Вот почему у нас немыслима свобода — Гражданских войн она причина для народа[26].
Предчувствовала ли мадемуазель Корде, что монастырь, долгое время служивший ей островком мира и покоя, вскоре утонет в волнах революции, и ей придется искать свой путь, выбирать, как жить дальше в республике, оказавшейся такой далекой от ее идеала?
С первых дней революция обратила взоры на духовенство, сословие, объединенное службой одному сеньору — Господу Богу, но разнородное как по имущественному цензу, так и по социально-политическим убеждениям. Осенью 1789 года Национальное собрание без всякого выкупа отменило церковную десятину. Вставший следом вопрос о церковном имуществе разрешился изданием 2 ноября 1789 года декрета о передаче церковного имущества нации, которая, в свою очередь, принимала на себя обязательство «подобающим образом заботиться о доставлении средств для надобностей богослужения и для содержания священнослужителей». Отменили дискриминацию протестантов и иудеев, провозгласили свободу вероисповедания. Рад декретов 1790 года привел к созданию Гражданской конституции духовенства, закрепившей превращение служителей культа в чиновников, находящихся на жалованье у государства и, разумеется, отвергнувших юрисдикцию папы римского. Монашествующее духовенство упразднялось, а неприсягнувшие священники лишались права занимать общественные должности. Стремление светской власти подчинить себе служителей культа привело к тому, что большинство священников оказались в стане противников революции. «Мой оракул», как называла его Шарлотта, аббат Рейналь, опечаленный «беспорядками и преступлениями», обратился «к народу и к его представителям», дабы указать им на грозящую опасность. «Как можете вы, законодательно закрепив свободу верований, допускать, чтобы священники, не согласившиеся с вашими религиозными постулатами, подвергались преследованиям? Пора прекратить анархию, она доведет нас до полного отчаяния…» Увы, среди депутатов «Обращение» вызвало бурю негодования, а Робеспьер, не принявший его всерьез, сказал, что всеми уважаемый и почитаемый аббат Рейналь в силу преклонных лет впал в старческий маразм. И правительство приняло еще целый ряд постановлений, направленных против неприсягнувшего духовенства: неприсягнувших помещали под надзор местных властей, лишали пенсий и зачисляли в «подозрительные». Когда же весной 1792 года приняли декрет о высылке неприсягнувших священников, фактически любого служителя культа, не принявшего присягу, можно было арестовать, обвинить во всех смертных грехах и предать суду. А революционное правосудие не любило долгих разбирательств и выносило в основном смертные приговоры.
Дядя Шарлотты, кюре Шарль Амедей, приветствовал революционные преобразования, однако присягать государству отказался, полагая, что священник — слуга Господа, а не правительства. Подвергшись нападению рьяных санкюлотов прямо в собственном приходе, он с трудом вырвался из их рук и, опасаясь за свою жизнь, бежал из дома и вскоре эмигрировал.

Исходные данные |
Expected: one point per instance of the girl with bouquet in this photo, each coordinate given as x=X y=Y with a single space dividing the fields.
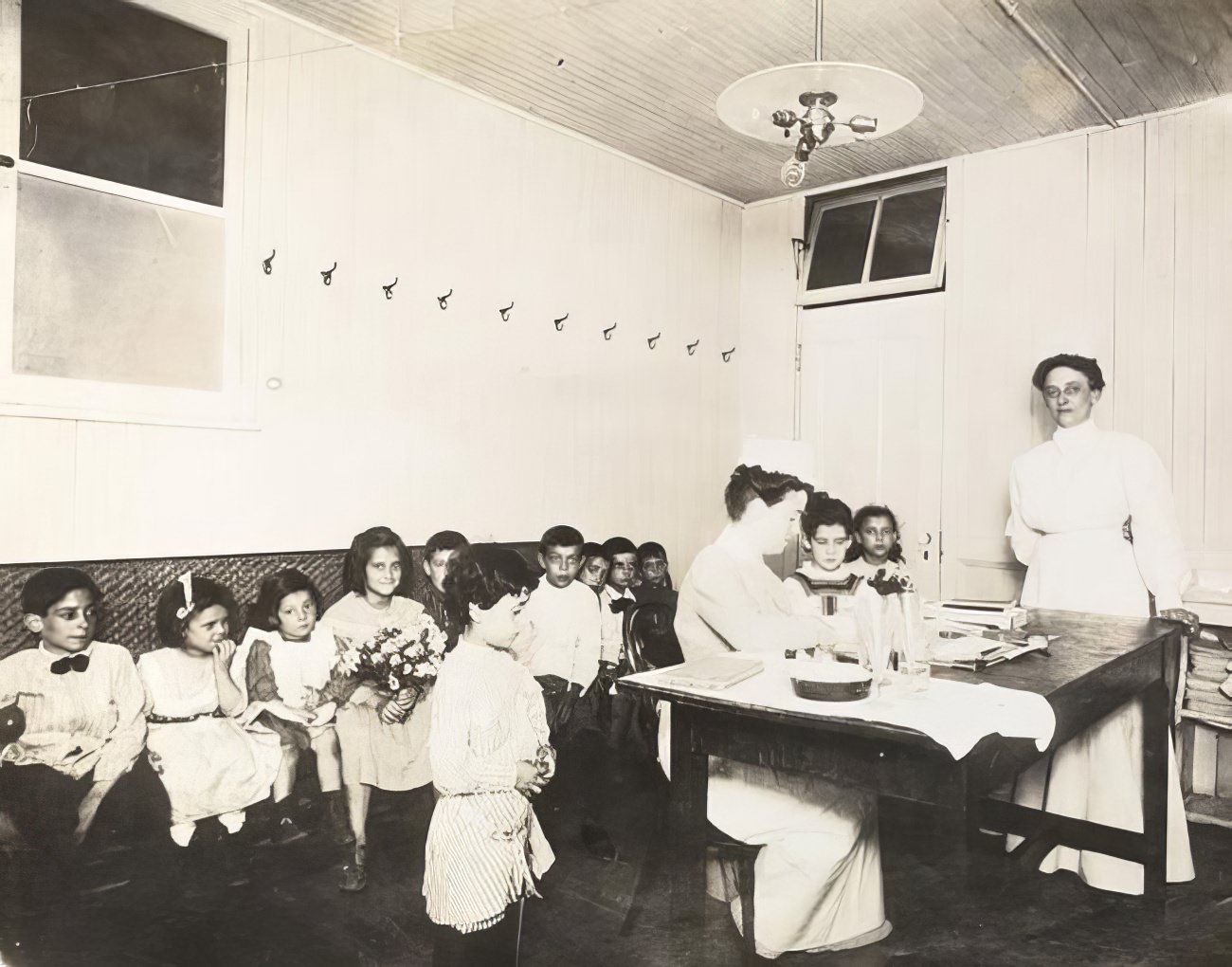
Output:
---
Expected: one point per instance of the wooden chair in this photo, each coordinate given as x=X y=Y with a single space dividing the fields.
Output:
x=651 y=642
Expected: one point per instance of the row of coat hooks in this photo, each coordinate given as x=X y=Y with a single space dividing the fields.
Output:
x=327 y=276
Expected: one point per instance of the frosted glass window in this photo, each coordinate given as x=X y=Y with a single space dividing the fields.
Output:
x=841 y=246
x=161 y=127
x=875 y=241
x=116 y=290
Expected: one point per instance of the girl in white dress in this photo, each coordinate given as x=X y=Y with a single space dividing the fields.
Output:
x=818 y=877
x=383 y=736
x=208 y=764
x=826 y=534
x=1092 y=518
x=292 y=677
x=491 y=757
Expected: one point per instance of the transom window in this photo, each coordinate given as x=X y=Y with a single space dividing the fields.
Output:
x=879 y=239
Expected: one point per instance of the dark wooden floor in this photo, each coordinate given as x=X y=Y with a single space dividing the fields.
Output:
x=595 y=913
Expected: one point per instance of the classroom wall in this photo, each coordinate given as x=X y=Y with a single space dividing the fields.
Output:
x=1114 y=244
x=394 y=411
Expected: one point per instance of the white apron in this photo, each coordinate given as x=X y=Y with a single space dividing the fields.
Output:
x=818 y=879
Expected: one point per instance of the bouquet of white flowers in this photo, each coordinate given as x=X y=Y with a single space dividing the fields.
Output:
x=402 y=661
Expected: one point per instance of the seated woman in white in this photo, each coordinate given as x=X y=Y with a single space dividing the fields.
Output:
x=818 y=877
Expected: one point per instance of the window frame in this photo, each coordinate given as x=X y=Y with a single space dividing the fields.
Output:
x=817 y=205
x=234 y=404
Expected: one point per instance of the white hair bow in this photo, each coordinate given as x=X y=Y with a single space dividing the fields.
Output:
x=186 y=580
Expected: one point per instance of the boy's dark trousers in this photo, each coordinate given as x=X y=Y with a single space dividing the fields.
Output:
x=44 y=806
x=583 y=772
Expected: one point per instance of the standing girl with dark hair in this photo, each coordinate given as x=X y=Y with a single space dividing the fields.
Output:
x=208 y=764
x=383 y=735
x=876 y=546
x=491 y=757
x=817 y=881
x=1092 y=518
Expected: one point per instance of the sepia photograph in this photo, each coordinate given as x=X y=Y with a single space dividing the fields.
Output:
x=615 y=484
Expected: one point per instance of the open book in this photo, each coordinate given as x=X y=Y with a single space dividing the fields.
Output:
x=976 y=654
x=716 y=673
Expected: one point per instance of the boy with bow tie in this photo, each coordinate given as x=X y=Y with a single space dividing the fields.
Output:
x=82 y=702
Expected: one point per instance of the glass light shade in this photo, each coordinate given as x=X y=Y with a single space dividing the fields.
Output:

Что нужно сделать |
1. Перепишите фрагмент текста документа от «Предчувствовала ли мадемуазель» до «от ее идеала?», заменив «монастырь» на «пансион».
2. Ответьте на вопросы по тексту документа:
(a) Какого числа был издан декрет о передаче церковного имущества нации?
(b) Как Шарлотта называла аббата Рейналя?
(c) Почему кюре Шарль Амедей отказался присягать государству?
3. Изложите текст документа в двух предложениях.

Ответы к заданиям |
1.
Предчувствовала ли мадемуазель Корде, что пансион, долгое время служивший ей островком мира и покоя, вскоре утонет в волнах революции, и ей придется искать свой путь, выбирать, как жить дальше в республике, оказавшейся такой далекой от ее идеала?

2.
(a) 2 ноября 1789 года.
(b) «Мой оракул».
(c) Он полагал, что священник — слуга Господа, а не правительства.

3. В годы революции власть отменила церковную десятину и передала церковное имущество нации, а Гражданская конституция духовенства превратила священников в чиновников на государственном жалованье. Против неприсягнувших принимались все более суровые меры, и дядя Шарлотты, кюре Шарль Амедей, после нападения санкюлотов бежал из дома и эмигрировал.